**SET TASK**: Render the lines of the entries below as a numbered list, leaving out the pictures and any blank lines.

**DATASET EXCERPTS**:
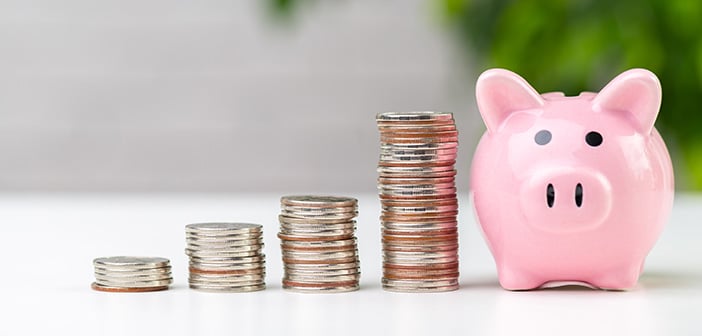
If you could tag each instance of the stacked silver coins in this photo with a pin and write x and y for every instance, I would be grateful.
(226, 257)
(418, 197)
(131, 274)
(317, 238)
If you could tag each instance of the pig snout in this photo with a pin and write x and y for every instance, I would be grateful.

**SOLUTION FOR THIS TASK**:
1. If you could tag each instance of the stacked silver coins in this photo with a pin and write x and y for every instance, I would be grateful.
2. (226, 257)
3. (418, 197)
4. (131, 274)
5. (317, 238)
6. If you could tag each instance of the pig snout in this photo with a pin and write x and y for every instance, I would be grateful.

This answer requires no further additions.